# Prompt:
Count the lines in the entries below that contain the word "sweater", treating uppercase and lowercase letters as different. Reply with the number alone.

# Material:
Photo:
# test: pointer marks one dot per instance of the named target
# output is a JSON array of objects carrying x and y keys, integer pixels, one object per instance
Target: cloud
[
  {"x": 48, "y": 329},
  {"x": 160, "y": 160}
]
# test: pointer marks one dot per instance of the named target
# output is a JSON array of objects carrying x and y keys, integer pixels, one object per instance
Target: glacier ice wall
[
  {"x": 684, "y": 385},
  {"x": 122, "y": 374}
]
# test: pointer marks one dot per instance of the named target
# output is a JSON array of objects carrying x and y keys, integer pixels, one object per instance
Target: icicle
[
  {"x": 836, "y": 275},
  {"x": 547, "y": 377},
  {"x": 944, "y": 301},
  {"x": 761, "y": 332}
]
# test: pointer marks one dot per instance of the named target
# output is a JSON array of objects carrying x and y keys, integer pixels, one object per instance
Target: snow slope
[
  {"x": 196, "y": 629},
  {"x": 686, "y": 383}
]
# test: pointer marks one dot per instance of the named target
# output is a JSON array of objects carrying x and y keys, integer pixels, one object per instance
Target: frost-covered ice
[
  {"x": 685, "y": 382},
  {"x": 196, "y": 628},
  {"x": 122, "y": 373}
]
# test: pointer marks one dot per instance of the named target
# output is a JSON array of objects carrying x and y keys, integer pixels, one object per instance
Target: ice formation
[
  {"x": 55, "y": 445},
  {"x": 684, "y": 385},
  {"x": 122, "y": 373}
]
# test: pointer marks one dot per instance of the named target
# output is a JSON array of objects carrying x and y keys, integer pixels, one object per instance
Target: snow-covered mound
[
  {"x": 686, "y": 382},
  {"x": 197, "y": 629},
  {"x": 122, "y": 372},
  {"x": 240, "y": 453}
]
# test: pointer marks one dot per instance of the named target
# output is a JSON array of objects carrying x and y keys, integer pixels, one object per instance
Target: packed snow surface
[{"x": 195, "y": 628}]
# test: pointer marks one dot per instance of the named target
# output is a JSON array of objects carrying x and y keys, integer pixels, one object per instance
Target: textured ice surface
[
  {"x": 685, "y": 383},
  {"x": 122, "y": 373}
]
--
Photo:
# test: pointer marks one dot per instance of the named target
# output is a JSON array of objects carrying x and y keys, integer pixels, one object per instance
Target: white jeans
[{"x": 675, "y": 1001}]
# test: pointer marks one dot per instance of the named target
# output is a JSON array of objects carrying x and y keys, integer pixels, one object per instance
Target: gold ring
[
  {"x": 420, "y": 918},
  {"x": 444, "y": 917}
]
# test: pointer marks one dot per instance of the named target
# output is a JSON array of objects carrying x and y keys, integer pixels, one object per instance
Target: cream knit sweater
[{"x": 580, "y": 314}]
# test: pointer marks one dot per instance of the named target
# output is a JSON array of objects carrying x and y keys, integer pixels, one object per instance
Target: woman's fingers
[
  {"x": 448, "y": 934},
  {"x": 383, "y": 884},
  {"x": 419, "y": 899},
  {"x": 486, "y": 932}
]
...
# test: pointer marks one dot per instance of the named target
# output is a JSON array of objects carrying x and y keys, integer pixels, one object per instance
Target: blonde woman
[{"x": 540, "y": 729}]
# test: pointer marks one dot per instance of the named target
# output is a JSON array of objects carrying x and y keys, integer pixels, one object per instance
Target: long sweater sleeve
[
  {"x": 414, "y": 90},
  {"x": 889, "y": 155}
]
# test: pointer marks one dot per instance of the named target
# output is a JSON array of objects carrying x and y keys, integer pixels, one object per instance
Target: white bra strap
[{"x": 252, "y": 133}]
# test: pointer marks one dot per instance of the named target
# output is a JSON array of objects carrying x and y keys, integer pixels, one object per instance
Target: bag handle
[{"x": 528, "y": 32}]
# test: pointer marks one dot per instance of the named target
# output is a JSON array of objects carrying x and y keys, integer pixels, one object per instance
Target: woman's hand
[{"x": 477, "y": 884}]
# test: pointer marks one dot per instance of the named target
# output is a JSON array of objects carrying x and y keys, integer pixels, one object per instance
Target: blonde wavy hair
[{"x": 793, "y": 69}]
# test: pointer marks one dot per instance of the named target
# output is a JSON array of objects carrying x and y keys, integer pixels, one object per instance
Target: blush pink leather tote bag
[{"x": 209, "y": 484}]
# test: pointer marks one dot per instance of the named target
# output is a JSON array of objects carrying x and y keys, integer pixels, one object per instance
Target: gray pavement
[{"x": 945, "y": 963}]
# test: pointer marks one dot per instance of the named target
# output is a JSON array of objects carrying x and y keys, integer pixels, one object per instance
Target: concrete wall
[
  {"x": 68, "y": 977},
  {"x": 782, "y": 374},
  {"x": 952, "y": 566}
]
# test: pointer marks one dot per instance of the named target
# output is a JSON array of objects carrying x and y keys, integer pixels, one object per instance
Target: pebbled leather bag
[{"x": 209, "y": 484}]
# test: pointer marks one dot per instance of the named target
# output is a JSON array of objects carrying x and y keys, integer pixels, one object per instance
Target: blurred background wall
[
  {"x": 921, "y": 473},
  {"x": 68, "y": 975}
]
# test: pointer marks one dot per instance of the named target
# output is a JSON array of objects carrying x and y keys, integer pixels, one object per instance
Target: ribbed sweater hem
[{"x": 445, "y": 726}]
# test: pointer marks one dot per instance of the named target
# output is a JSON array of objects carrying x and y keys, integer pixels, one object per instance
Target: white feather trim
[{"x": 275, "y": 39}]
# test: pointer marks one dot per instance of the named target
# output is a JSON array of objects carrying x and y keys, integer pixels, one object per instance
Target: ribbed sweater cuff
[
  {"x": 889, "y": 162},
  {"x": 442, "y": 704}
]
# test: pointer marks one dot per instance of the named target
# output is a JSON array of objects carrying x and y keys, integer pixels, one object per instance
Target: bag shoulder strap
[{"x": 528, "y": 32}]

# Worked answer:
4